I’ve been building a repertoire of Computational Science projects for five years now, and I am constantly struck by how basic the needs of scientists are with respect to data, and how under-resourced they are when it comes to managing their own data.
I’ve worked with molecular biologists, marine biologists, neuroscientists and physicists, and the vast majority of scientists I speak to are doing basic analyses of their data, either by using the built in features of their experimental software, or simple statistical analyses in Excel. Many of them are analysing their data by visual inspection – a fancy way of saying they’re looking at it and hoping to see meaning in the numbers.
They can, and do, achieve a lot this way, but there is so much more they could discover using more powerful and flexible computation. I recently had a sleep study and discovered that the analysis they did was so basic it rendered much of the sophisticated data collection unnecessary. They categorized gross apnoea events, but could not do much with anything that wasn’t a complete obstruction of the airway. The resulting report was simple and no doubt effective for patients with classic, textbook sleep apnoea, but almost useless for someone like me who (surprise!) doesn’t fit the normal pattern, but nonetheless has a severe (and still undiagnosed!) sleep problem.
The only report they could give me was the basic output of the proprietary software package they use. They were reluctant to give me the raw data, and assured me that I would not be able to read it without their special software. When I got the usb stick home it turned out to contain edf files – a standard format for this sort of data, with a host of open source packages out there that can read it, convert it to text, and muck with it in a variety of different ways. But the sleep clinic and my medical specialist had no idea this was even possible.
So I looked into the science of sleep and discovered that, although scientists are doing somewhat more analysis of the data than doctors, they are still, for the most part, confined to the standard reports delivered by their off the shelf software. They are collecting masses of sophisticated data, and doing very little with it. What they do do, they do manually. A lot of data analysis is done by eye – does that waveform look like a sleeping eeg pattern? Does this one look like an apnoea event?
This is why all scientists need to learn to code. Basic scripting skills could save them thousands of hours of work every year, and ensure that their work is repeatable and verifiable. I’m both shocked and awed by the magnitude of this problem, and the scale of the opportunity that now presents itself. If we are training the scientists of the future, we need to train them to make the best possible use of their data.

▸ **Work task 1**:
In the post about scientists and their data, why does the writer say all scientists need to learn to code? Answer in one to three sentences.
▸ **Work task 2**:
In the post about scientists and their data, what kind of files turned out to be on the usb stick from the sleep clinic?
▸ **Work task 3**:
Go on with the post about scientists and their data, picking up after its last sentence.

▸ **Supplied material**:
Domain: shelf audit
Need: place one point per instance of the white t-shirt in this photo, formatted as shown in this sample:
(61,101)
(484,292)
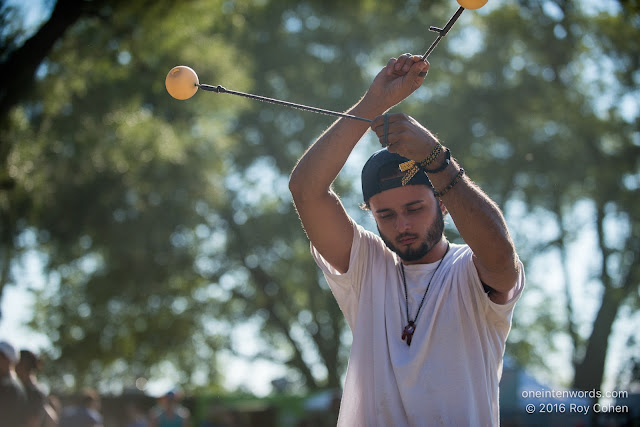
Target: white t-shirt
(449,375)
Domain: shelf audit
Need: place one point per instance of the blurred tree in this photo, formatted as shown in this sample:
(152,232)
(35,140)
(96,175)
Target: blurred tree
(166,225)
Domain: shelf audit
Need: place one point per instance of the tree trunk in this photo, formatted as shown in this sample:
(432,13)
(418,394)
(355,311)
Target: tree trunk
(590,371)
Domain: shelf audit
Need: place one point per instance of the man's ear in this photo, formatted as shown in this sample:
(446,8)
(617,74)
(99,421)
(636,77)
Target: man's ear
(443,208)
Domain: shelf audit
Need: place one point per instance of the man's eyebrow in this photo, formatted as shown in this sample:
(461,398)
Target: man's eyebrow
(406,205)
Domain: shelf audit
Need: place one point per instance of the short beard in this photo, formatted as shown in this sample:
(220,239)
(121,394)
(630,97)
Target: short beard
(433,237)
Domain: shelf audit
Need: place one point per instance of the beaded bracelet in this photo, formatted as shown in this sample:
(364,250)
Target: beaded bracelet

▸ **Exercise output 1**:
The writer says basic scripting skills could save scientists thousands of hours of work every year. Those skills would also make sure their work is repeatable and verifiable, instead of relying on manual analysis done by eye.

▸ **Exercise output 2**:
It held edf files.

▸ **Exercise output 3**:
This means they need to know enough code to write scripts to pull out the information they need from files that may be gigabytes, terabytes, or even petabytes in size. But it also means they need to be trained in how to work out the possibilities of their datasets. Where can they look for correlations? How can they find new information in old datasets? What graphs will help them make sense of their data? What statistical analyses will create meaning from a file full of numbers? And how can they effectively compare one file of data against another?
If you have a 10 Gigabyte data file, you can’t just graph those numbers as a single scatter plot. So which subsets of data do you look at? Do you look at a tenth of the data at a time, or is that still too large? Do you break it into consecutive sets or regular samples? What do you expect to see in this data? How can you check if it’s actually there? What other meaning might be worth looking for? How can you verify your results?
These are tough questions, and not always easy to answer, but the effective use of data involves skills that can be taught. We have access via the internet to a mind boggling number and range of datasets, so there are plenty of test cases to play with, in every imaginable discipline.
I’m starting to teach these things in my year 11 Computer Science course, and we are focusing on them more and more every year. But they are not niche skills for computer scientists alone, they are fundamental to the progress of modern science. We need to recognise that all scientists need these skills, and we need to start teaching them earlier.